┏━━

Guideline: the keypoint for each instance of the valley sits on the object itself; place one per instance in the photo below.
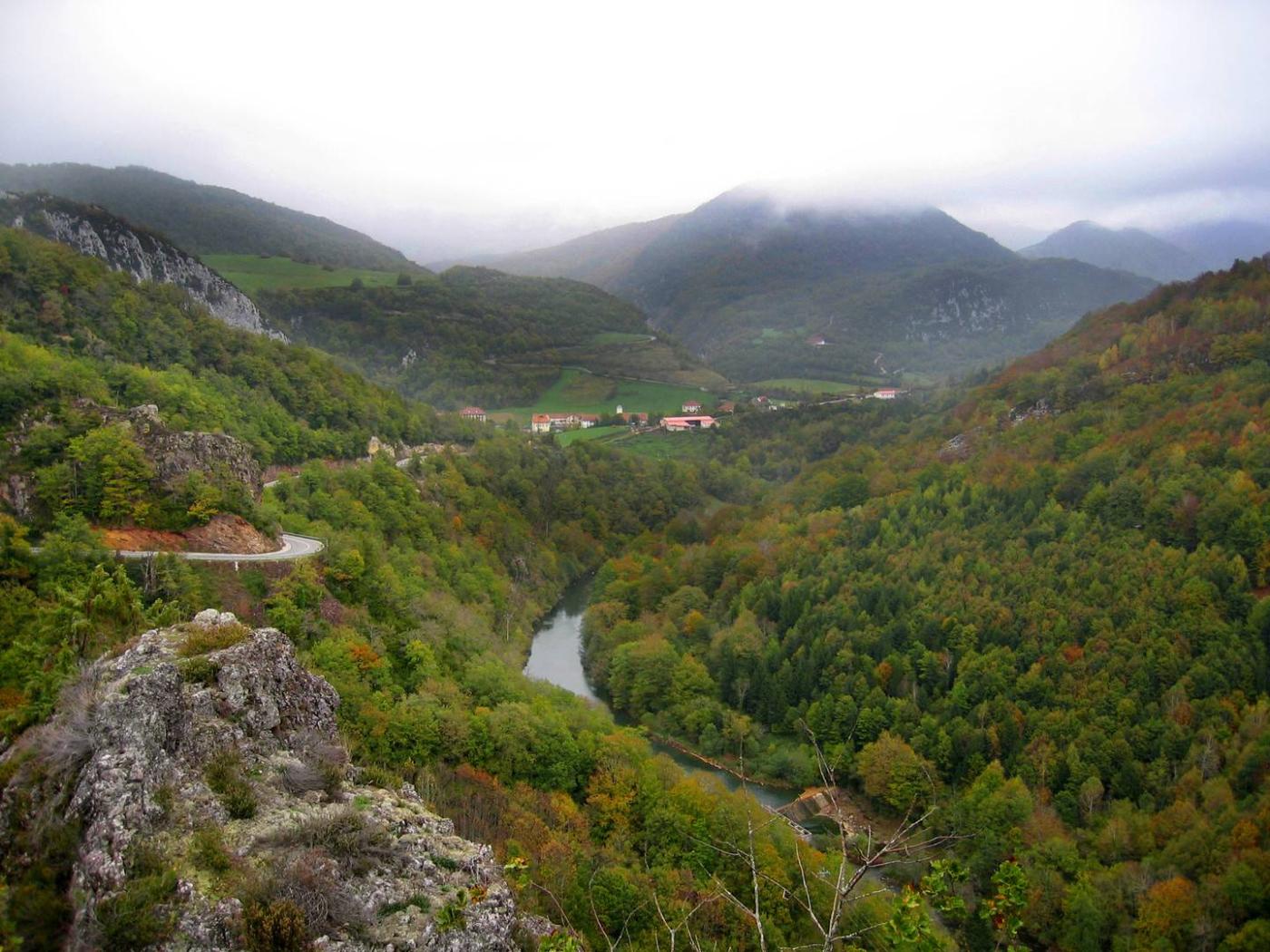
(257, 273)
(1013, 619)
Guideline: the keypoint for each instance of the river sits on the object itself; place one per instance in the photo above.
(556, 657)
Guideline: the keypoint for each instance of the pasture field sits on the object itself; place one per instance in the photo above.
(669, 446)
(804, 384)
(588, 434)
(251, 273)
(619, 336)
(578, 391)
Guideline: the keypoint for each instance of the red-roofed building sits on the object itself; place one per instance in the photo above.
(688, 423)
(552, 423)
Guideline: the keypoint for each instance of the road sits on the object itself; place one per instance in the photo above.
(292, 548)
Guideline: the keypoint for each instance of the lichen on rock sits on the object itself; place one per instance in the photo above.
(215, 805)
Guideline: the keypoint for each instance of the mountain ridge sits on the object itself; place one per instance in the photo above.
(764, 288)
(206, 219)
(1118, 249)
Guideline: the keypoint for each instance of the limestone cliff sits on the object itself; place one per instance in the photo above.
(174, 453)
(215, 809)
(126, 248)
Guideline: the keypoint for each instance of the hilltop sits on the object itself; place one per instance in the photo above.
(1040, 606)
(475, 335)
(206, 219)
(761, 289)
(137, 251)
(1124, 249)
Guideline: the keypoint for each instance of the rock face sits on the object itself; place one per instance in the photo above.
(146, 257)
(174, 453)
(207, 748)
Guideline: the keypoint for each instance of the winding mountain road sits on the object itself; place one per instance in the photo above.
(292, 548)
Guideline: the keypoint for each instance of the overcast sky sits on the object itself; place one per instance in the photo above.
(491, 126)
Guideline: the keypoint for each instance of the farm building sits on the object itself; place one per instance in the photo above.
(552, 423)
(688, 423)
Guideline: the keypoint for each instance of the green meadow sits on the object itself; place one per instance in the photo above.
(578, 391)
(253, 273)
(803, 384)
(588, 434)
(669, 446)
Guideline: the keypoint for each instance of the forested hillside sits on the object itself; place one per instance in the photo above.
(470, 335)
(1119, 249)
(418, 613)
(206, 219)
(765, 288)
(1041, 608)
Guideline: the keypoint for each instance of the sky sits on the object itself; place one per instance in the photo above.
(472, 127)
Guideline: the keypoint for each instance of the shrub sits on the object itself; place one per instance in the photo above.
(276, 927)
(207, 850)
(224, 776)
(315, 885)
(199, 670)
(200, 641)
(66, 743)
(451, 917)
(345, 834)
(418, 900)
(137, 917)
(380, 777)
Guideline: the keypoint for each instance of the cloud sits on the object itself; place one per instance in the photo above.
(596, 113)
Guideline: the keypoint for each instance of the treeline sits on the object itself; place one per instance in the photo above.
(72, 330)
(206, 219)
(450, 339)
(1043, 609)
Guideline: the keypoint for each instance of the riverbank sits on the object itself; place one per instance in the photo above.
(667, 742)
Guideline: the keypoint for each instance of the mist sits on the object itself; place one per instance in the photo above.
(494, 127)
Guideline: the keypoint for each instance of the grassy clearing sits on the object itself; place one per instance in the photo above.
(803, 384)
(669, 446)
(593, 433)
(577, 391)
(253, 273)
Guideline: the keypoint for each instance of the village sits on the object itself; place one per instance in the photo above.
(691, 416)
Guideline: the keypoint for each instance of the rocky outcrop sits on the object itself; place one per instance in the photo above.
(207, 751)
(126, 248)
(175, 453)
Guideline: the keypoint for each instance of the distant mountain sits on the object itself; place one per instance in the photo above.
(767, 291)
(1216, 244)
(1123, 249)
(475, 335)
(206, 219)
(127, 248)
(599, 257)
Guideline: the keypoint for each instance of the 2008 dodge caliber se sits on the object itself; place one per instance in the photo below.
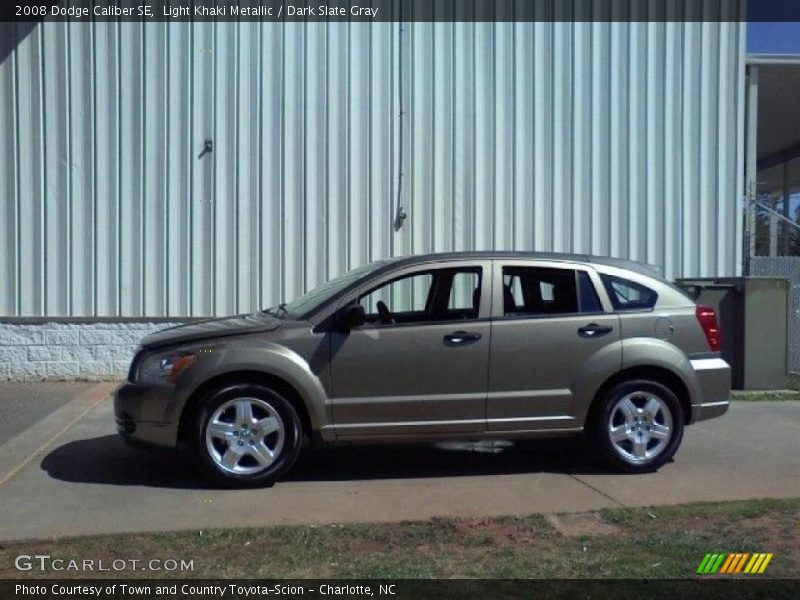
(463, 345)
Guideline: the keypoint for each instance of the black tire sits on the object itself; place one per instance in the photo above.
(283, 413)
(600, 422)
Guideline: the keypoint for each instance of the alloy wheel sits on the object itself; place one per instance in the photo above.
(245, 436)
(640, 427)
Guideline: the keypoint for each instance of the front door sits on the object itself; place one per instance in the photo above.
(419, 364)
(547, 341)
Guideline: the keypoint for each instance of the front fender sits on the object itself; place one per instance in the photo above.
(270, 359)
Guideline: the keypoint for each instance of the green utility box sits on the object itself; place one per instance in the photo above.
(753, 315)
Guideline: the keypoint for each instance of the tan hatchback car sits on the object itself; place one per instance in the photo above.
(463, 345)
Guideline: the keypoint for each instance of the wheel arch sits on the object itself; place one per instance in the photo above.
(245, 376)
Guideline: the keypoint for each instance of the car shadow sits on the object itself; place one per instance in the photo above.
(107, 460)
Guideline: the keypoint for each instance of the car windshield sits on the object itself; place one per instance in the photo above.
(314, 299)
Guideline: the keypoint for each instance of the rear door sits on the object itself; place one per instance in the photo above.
(550, 333)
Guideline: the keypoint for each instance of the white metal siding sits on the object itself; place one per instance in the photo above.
(607, 138)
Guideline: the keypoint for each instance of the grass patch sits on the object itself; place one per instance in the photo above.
(650, 542)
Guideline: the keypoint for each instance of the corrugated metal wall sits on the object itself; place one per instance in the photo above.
(610, 138)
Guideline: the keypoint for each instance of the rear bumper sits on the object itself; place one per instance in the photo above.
(139, 410)
(714, 379)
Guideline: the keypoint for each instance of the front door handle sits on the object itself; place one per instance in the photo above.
(594, 330)
(461, 337)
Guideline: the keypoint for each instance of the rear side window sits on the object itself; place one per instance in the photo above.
(628, 295)
(548, 291)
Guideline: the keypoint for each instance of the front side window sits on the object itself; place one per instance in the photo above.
(628, 295)
(435, 295)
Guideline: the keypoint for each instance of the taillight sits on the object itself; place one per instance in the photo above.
(708, 321)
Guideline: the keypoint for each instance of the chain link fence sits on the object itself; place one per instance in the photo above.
(787, 267)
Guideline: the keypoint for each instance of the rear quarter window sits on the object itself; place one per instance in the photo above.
(628, 295)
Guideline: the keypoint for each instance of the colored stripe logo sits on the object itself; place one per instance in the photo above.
(734, 562)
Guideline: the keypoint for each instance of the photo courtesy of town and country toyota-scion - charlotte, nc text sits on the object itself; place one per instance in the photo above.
(231, 590)
(178, 10)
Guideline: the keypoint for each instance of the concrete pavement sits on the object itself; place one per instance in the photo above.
(83, 480)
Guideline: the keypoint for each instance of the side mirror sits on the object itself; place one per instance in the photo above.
(354, 316)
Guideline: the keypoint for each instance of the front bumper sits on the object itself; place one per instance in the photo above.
(141, 413)
(714, 379)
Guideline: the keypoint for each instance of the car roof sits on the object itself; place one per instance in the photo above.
(648, 270)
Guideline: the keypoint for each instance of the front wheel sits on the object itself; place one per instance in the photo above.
(246, 435)
(637, 427)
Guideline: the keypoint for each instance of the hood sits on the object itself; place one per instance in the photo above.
(212, 328)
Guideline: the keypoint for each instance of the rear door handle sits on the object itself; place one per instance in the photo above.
(461, 337)
(594, 330)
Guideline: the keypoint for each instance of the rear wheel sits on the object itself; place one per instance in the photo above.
(246, 435)
(637, 427)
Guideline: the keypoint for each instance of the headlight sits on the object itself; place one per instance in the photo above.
(165, 368)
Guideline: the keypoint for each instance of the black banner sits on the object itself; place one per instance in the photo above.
(404, 589)
(400, 10)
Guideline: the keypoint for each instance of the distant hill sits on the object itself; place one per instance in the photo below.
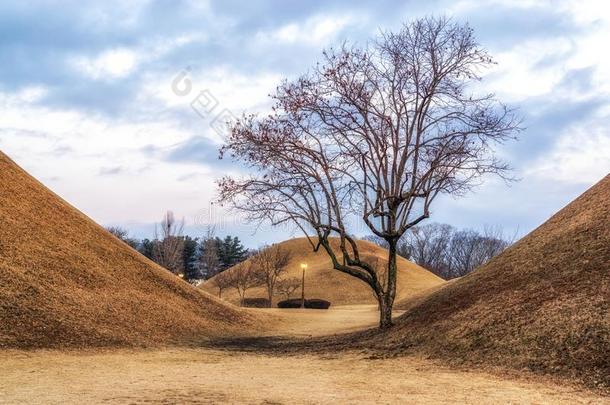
(65, 281)
(321, 281)
(542, 305)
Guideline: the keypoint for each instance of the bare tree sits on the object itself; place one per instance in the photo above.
(222, 281)
(243, 277)
(168, 246)
(428, 246)
(209, 263)
(287, 286)
(123, 234)
(470, 250)
(375, 133)
(270, 263)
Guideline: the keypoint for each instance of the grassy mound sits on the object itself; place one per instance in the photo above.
(66, 282)
(542, 305)
(321, 281)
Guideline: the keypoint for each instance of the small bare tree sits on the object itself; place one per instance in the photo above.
(373, 133)
(287, 286)
(209, 262)
(243, 277)
(270, 263)
(123, 234)
(169, 243)
(222, 281)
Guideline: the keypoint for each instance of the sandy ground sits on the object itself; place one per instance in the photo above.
(204, 375)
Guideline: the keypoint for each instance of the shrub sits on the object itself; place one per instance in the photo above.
(291, 303)
(256, 302)
(313, 303)
(316, 303)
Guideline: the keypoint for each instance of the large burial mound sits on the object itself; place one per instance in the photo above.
(542, 305)
(321, 281)
(66, 282)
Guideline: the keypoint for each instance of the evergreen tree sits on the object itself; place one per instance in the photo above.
(230, 252)
(208, 257)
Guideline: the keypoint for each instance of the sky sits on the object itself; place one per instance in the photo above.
(116, 105)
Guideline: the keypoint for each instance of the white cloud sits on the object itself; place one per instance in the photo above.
(317, 30)
(580, 156)
(110, 64)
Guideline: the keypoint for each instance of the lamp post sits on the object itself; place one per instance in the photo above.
(303, 267)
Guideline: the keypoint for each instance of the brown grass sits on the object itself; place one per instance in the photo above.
(66, 282)
(321, 281)
(203, 376)
(543, 305)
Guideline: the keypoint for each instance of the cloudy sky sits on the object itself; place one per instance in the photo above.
(112, 104)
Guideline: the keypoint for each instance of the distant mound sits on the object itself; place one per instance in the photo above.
(66, 282)
(321, 281)
(542, 305)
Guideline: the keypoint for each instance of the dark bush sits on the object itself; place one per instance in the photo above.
(316, 303)
(291, 303)
(256, 302)
(313, 303)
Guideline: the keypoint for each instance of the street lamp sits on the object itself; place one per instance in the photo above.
(303, 267)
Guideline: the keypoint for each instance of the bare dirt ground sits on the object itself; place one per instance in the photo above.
(209, 375)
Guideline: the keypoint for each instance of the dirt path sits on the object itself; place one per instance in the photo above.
(206, 375)
(211, 376)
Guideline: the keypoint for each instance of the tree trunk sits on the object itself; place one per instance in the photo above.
(385, 313)
(386, 300)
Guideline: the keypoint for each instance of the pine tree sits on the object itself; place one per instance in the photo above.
(190, 258)
(230, 252)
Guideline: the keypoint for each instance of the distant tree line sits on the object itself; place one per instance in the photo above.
(447, 251)
(194, 258)
(267, 268)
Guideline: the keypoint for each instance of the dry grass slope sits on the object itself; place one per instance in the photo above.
(543, 305)
(66, 282)
(321, 281)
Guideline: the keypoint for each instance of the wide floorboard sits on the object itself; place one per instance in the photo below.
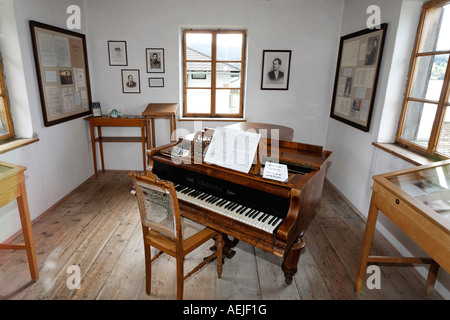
(97, 228)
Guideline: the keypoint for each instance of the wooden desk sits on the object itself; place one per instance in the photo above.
(417, 201)
(12, 186)
(107, 121)
(159, 111)
(265, 129)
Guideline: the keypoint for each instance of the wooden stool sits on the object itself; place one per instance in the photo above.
(159, 111)
(12, 184)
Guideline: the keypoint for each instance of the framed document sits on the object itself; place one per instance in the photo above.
(357, 76)
(62, 72)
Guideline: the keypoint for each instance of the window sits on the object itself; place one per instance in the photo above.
(6, 125)
(425, 120)
(214, 64)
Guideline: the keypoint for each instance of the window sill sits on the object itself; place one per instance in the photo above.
(213, 119)
(15, 143)
(405, 153)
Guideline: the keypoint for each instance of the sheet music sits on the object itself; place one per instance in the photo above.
(233, 149)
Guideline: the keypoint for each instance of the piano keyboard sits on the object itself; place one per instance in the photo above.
(234, 210)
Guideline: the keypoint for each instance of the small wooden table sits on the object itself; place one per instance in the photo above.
(159, 111)
(12, 186)
(107, 121)
(265, 129)
(417, 200)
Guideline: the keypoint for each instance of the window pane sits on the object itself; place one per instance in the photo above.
(3, 118)
(198, 46)
(198, 100)
(228, 75)
(435, 34)
(429, 76)
(229, 47)
(444, 139)
(198, 74)
(228, 101)
(419, 122)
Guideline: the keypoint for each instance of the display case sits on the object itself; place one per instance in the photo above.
(417, 200)
(12, 186)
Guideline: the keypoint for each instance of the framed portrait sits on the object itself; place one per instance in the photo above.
(62, 71)
(276, 69)
(96, 109)
(131, 81)
(356, 78)
(156, 82)
(155, 60)
(117, 51)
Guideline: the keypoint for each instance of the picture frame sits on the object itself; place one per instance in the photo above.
(356, 79)
(276, 69)
(117, 53)
(62, 71)
(131, 81)
(156, 82)
(155, 60)
(96, 109)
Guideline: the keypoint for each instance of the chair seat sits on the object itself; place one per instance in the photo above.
(167, 245)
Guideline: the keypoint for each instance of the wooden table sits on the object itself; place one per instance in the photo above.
(12, 186)
(159, 111)
(107, 121)
(265, 129)
(417, 201)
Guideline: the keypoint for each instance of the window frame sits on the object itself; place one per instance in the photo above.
(212, 114)
(441, 104)
(5, 99)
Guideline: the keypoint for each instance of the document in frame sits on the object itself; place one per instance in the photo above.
(233, 149)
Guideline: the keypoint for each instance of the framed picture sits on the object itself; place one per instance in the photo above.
(155, 60)
(156, 82)
(117, 51)
(276, 69)
(96, 109)
(62, 71)
(131, 81)
(356, 78)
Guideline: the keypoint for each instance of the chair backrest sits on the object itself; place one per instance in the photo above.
(158, 204)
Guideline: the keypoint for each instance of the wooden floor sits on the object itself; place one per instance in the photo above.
(98, 229)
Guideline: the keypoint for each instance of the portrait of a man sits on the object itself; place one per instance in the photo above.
(276, 75)
(130, 81)
(276, 67)
(155, 60)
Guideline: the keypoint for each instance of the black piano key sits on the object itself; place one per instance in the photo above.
(204, 196)
(235, 206)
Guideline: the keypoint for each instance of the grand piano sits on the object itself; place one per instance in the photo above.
(268, 214)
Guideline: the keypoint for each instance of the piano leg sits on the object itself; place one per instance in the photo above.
(290, 261)
(227, 251)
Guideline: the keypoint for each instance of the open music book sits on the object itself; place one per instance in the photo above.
(232, 149)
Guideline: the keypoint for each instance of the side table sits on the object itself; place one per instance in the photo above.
(159, 111)
(107, 121)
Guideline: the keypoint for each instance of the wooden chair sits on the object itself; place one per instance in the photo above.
(165, 229)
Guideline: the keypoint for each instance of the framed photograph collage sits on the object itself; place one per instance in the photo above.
(357, 76)
(62, 72)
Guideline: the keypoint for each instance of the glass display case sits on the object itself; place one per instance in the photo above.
(430, 186)
(417, 200)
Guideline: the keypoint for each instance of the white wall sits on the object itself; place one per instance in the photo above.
(280, 24)
(60, 161)
(355, 160)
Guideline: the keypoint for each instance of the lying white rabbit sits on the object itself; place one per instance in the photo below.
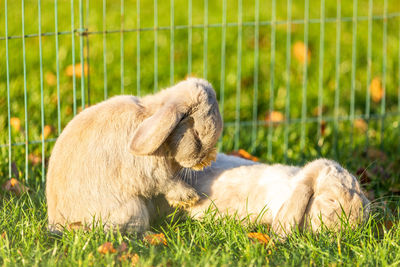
(115, 155)
(279, 195)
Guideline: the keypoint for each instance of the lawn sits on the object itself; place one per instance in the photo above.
(344, 103)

┗━━

→ **Task description**:
Copy out only the lines beginning at the line with "Guideline: the keypoint for each instance of the wooden chair" and ending at the last line of the entries. Keep them exact; drop pictures.

→ **Output below**:
Guideline: the keypoint for each instance of the wooden chair sits on the object itself; place one per instance in the photo above.
(165, 229)
Guideline: the keypoint for each instance of the framed photograph collage sits on the object itself; place one per instance in the photo above.
(357, 76)
(62, 72)
Guideline: the keypoint for each instance of the glass display case sits on the object itself; place one per instance in the photo above.
(430, 186)
(417, 200)
Guideline: the keypoint for each instance of the white wall sits on the object itself; place one per instance in the photo above.
(280, 24)
(60, 161)
(355, 160)
Guideline: the keypoint for each instance of the lying white rabbit sits on the object itself; place one per instance in the photo below.
(115, 155)
(279, 195)
Guideline: the keypoint for each instance of the lawn sits on the object itself; place one per instance in the photo above.
(344, 103)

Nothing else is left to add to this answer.